▶ **TEXTE RETENU**
*-*-*

A l’issue de celui-ci, Koudelka parle avec l’homme mal en point et apprend qu’il est là pour découvrir les mystères du monastère, qui doit être caché quelque part sous la demeure qu’est Nemeton à présent. Puis ce monstre l’a attaqué. Il se présente sous le nom d’Edward Plunkett. Koudelka le soigne et, par dépit, lui dit de l’accompagner… « s’il veut rester vivant ». La preuve de cette déclaration les attend un peu plus loin : des créatures étranges continuent de les attaquer, jusqu’à ce qu’ils arrivent chez les gardiens du monastère, au demeurant charmants, ces derniers leurs offrent gîte et couvert : une bonne soupe bien chaude… empoisonnée.

*-*-*

▶ **EXTRAIT DE DONNÉES**

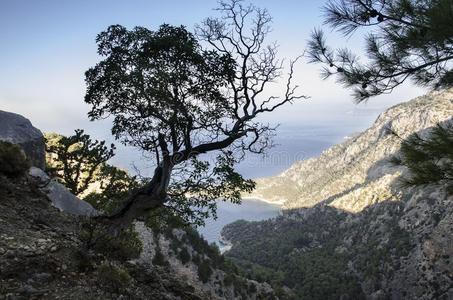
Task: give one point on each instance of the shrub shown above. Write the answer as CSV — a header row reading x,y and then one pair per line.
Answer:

*-*-*

▶ **TÂCHES À RÉALISER**
- a) D'après le texte retenu, sous quel nom l'homme mal en point se présente-t-il ?
- b) Mettez à jour le passage du texte retenu qui s'ouvre sur les mots contenant « A l’issue de » et se clôt sur « bien chaude… empoisonnée. », en y substituant « potage » à « soupe ».
- c) Indiquez si chacune des affirmations suivantes concorde avec le texte retenu : (i) L'homme mal en point est venu pour découvrir les mystères du monastère. (ii) Les gardiens du monastère se montrent hostiles à l'arrivée des deux personnages. (iii) La soupe offerte par les gardiens est empoisonnée.

▶ **LES RÉPONSES**
- a) Sous le nom d'Edward Plunkett.

- b)
A l’issue de celui-ci, Koudelka parle avec l’homme mal en point et apprend qu’il est là pour découvrir les mystères du monastère, qui doit être caché quelque part sous la demeure qu’est Nemeton à présent. Puis ce monstre l’a attaqué. Il se présente sous le nom d’Edward Plunkett. Koudelka le soigne et, par dépit, lui dit de l’accompagner… « s’il veut rester vivant ». La preuve de cette déclaration les attend un peu plus loin : des créatures étranges continuent de les attaquer, jusqu’à ce qu’ils arrivent chez les gardiens du monastère, au demeurant charmants, ces derniers leurs offrent gîte et couvert : une bonne potage bien chaude… empoisonnée.

- c)
(i) Oui : « il est là pour découvrir les mystères du monastère ».
(ii) Non : « au demeurant charmants ».
(iii) Oui : « une bonne soupe bien chaude… empoisonnée ».